Please give the data again in full, exactly as provided.

(Records from a collection)
_ _ _ _

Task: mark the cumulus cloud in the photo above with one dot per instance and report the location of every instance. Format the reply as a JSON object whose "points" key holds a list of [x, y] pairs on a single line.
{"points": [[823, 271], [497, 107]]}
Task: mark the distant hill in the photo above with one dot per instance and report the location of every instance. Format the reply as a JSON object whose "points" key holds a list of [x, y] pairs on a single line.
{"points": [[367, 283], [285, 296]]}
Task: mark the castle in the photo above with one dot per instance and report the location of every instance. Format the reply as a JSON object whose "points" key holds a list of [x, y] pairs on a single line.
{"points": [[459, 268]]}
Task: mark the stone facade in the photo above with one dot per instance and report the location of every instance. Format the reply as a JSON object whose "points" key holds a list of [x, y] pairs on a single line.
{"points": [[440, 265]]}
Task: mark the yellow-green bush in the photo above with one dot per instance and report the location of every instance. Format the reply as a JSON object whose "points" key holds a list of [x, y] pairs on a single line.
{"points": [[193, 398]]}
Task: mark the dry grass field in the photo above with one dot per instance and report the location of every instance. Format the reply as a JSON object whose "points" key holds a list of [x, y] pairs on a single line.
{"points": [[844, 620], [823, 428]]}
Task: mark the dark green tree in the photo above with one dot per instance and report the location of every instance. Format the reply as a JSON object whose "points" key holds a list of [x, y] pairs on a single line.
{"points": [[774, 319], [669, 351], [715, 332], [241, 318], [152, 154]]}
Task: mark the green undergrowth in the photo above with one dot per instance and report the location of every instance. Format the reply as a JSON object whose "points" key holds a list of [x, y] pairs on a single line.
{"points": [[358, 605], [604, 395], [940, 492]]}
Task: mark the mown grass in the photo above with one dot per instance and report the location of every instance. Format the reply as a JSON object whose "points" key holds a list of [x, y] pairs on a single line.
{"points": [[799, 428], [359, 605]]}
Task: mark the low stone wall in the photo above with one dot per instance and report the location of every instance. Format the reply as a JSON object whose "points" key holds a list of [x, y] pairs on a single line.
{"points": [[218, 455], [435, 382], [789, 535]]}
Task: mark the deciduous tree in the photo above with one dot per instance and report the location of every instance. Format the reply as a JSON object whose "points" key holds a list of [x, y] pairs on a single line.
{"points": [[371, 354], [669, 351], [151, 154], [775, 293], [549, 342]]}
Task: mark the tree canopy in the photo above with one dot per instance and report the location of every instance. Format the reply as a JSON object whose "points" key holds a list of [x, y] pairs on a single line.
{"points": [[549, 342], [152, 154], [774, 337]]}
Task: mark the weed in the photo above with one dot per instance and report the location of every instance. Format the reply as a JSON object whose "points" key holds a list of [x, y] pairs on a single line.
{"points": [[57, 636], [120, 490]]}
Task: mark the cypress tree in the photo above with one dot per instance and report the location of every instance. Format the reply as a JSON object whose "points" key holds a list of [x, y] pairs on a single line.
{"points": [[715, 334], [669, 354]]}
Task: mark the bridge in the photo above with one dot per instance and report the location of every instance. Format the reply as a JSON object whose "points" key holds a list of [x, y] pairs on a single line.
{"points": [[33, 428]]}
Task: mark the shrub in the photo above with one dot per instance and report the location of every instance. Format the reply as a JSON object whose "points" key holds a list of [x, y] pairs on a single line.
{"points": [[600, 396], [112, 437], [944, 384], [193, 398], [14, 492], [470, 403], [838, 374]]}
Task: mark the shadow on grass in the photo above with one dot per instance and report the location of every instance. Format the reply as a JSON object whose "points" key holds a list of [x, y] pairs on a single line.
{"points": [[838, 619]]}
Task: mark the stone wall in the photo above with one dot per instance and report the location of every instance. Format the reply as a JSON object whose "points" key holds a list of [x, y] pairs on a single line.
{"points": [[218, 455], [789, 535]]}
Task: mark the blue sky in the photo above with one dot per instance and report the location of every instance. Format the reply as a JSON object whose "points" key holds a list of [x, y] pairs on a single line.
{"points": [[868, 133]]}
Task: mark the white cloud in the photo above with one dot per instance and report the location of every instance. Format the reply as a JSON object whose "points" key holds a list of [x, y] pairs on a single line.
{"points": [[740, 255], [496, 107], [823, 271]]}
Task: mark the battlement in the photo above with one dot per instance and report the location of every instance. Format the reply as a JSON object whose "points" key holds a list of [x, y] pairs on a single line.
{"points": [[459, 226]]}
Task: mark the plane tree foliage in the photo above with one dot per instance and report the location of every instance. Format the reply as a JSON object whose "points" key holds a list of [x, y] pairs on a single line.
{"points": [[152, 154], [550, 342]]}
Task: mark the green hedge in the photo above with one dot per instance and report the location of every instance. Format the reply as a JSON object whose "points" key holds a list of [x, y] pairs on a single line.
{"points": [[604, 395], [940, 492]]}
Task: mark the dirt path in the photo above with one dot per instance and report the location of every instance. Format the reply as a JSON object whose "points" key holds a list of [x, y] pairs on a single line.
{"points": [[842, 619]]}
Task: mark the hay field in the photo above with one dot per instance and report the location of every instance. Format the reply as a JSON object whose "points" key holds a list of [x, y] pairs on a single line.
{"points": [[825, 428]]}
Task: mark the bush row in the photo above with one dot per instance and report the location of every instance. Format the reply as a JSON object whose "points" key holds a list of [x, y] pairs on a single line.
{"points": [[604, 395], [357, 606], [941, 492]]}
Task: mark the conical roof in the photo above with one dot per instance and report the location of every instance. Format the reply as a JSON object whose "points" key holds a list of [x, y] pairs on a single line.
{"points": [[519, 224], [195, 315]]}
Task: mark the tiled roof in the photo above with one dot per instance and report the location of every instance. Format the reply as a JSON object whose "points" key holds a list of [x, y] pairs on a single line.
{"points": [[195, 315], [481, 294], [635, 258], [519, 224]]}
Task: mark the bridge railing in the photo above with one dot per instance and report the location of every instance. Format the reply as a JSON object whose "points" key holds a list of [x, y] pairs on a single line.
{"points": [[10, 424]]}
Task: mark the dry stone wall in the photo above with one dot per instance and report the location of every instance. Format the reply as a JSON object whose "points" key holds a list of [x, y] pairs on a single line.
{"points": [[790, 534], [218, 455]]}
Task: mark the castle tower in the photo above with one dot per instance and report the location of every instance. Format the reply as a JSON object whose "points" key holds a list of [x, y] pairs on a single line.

_ _ _ _

Answer space >>
Task: mark the cumulus cloud in the photo above with one dot per instance and report the location of every instance. Format the reply as a JSON object whose "points" key holds a list of [x, y] pairs on a single line.
{"points": [[823, 271], [497, 107]]}
Task: mark the distant hill in the photo above with one dot per instance and report the location of every instance. Format the reply as a JSON object whose "points" key holds a list of [x, y] pairs on a single line.
{"points": [[367, 283], [285, 296]]}
Task: mark the castle in the photo above with one dot per instance and report the location of every instance. Format the reply as a JSON object whose "points" key holds a list of [x, y] pairs on a single line.
{"points": [[459, 268]]}
Task: mark the stone facade in the photo above with one dot per instance and report the location of every instance. Format the reply as a JSON object whose "points" key holds a list of [x, y] pairs on a single line.
{"points": [[440, 265]]}
Task: mark the yellow-green bush in the photo above with one dot per instance and report the location of every instance. Format the reply as a JSON object whose "points" key holds a list of [x, y] pairs on a single line.
{"points": [[193, 398]]}
Task: mark the dry grass field in the photo above with one dot per instance and report the location of every instance. Format the reply as a JSON object whose "points" key holds a list of [x, y] pairs on a single line.
{"points": [[844, 620], [823, 428]]}
Task: mark the dark green tree in the photo above with one dot per instance and report the location of every instance. Format the reply as a JSON object whose "points" key holds a list of [x, y] pairs on a single line.
{"points": [[774, 319], [669, 351], [715, 332], [241, 318], [152, 154]]}
Task: mark the green undergrowth in the photo above with one dot per instance and report the location of every instance. Format the reply as a JSON object whose "points" key holds a list of [x, y] pairs on a single line.
{"points": [[358, 605], [604, 395], [940, 492]]}
Task: mark the mown grass in the photo above with one dot per instance and report the location of every instance. Format the reply as a JSON object whose "points" key holds a list of [x, y] pairs on a single line.
{"points": [[799, 428], [359, 605]]}
Task: mark the low stone wall in the photo above with one dot per instance and report the location of every instance. Format the reply as a JSON object whose "points" key holds a list of [x, y] pairs on a single line.
{"points": [[218, 455], [435, 382], [789, 535]]}
Task: mark the deciduous tree in the photo above with one dot per instance and report the location of every instance. Format the reply as a JSON object whose "points" key holds a list of [x, y] pairs on a single line.
{"points": [[371, 354], [669, 351], [151, 154], [775, 293], [549, 342]]}
Task: mark the tree canopy in the photo above with one dot per instance and report the location of every instance. Format the reply as a JSON object whose "points" key holds a list of [x, y] pairs on a single line.
{"points": [[549, 342], [152, 154], [774, 337]]}
Task: mark the weed in the photo above with one dot per instance and report the location of every instance. Format the reply as a JSON object whose "points" key holds a list of [x, y] pairs on a single line.
{"points": [[57, 636], [120, 490]]}
Task: mark the cypress tree in the photo above with one dot per instance and report the location of every instance. Format the reply as a JSON object whose "points" key holds a list of [x, y] pairs on a single line.
{"points": [[715, 334], [669, 354]]}
Task: mark the bridge in the photo above with one dot per instance and report the location of every instance. Format the reply as a JSON object whose "points" key holds a list of [x, y] pairs on a single line.
{"points": [[33, 428]]}
Task: mark the shrub in the photo above with one dot per instance and report the location of every instance. Format the reply as a JSON object whose "points" key holds a list of [x, y] pairs on a single line.
{"points": [[600, 396], [112, 437], [944, 384], [193, 398], [14, 492], [470, 403], [838, 374]]}
Task: mark the shadow on grass in the photo above with one dot per instance and report the location of every instance. Format the reply as a JSON object whose "points" key holds a list of [x, y] pairs on a single line.
{"points": [[838, 619]]}
Task: mark the stone wall in the photo above with one dot per instance and report the location of every instance. Format the reply as a JSON object whose "points" key holds a list of [x, y] pairs on a single line.
{"points": [[218, 455], [789, 535]]}
Task: mark the blue sky in the photo above with one dot per instance and report the location of every instance. Format the reply as a JSON object whose "points" key holds a list of [x, y] pairs on a single line.
{"points": [[868, 133]]}
Task: mark the white cloud in the photo above with one dot per instance and report the location of every instance. Format the reply as a JSON object whose "points" key holds a list of [x, y] pairs on a single line.
{"points": [[740, 255], [496, 107], [823, 271]]}
Task: mark the battlement in the photo above with one dot per instance and report the location of every instance. Format the reply as a JSON object whose "points" key holds a list of [x, y] pairs on a single line.
{"points": [[459, 226]]}
Task: mark the plane tree foliage in the photo above with one dot per instance and report the location of every instance. Format the reply as a JSON object whose "points" key holds a list of [x, y] pairs on a single line.
{"points": [[152, 154], [550, 342]]}
Task: mark the green hedge in the photo above with one dot per instance and report the location of every instance. Format the reply as a JSON object whose "points" key holds a list of [x, y] pairs on a single line.
{"points": [[604, 395], [940, 492]]}
Task: mark the dirt path in the photo above with one dot per instance and report the location of every instance. Format the reply as a JSON object whose "points" key holds a list of [x, y] pairs on a single line.
{"points": [[842, 619]]}
Task: mark the hay field in the photo above with one dot per instance and report the location of every instance. Format the reply as a JSON object whose "points" key holds a list of [x, y] pairs on a single line.
{"points": [[825, 428]]}
Task: mark the bush row in the photo above with one dot per instance and report the location of every instance. Format the reply as a JSON object whose "points" key holds a list of [x, y] pairs on a single line.
{"points": [[604, 395], [357, 606], [941, 492]]}
Task: mark the conical roof in the photo above with one dot per instance and report the location of every instance. Format the reply as a JSON object whose "points" key holds a list of [x, y] pairs on a single line.
{"points": [[519, 224], [195, 315]]}
Task: mark the tiled roof in the photo above with one dot per instance and report the location of every instance. Format the reply as a JSON object whose "points" key holds a list of [x, y] pairs on a single line.
{"points": [[195, 315], [481, 294], [635, 258], [519, 224]]}
Task: mark the bridge railing in the photo above with one dot per instance and report the location of every instance. Format the reply as a JSON object whose "points" key holds a list of [x, y] pairs on a single line.
{"points": [[10, 424]]}
Task: mark the dry stone wall in the photo above with one dot per instance and report the location of every instance. Format the reply as a JSON object whose "points" key holds a list of [x, y] pairs on a single line.
{"points": [[790, 534], [218, 455]]}
Task: mark the castle tower in the photo above with one dot per instance and report the location of every instance. Format the reply as a JSON object whose "points" key holds a list of [x, y] pairs on a single line.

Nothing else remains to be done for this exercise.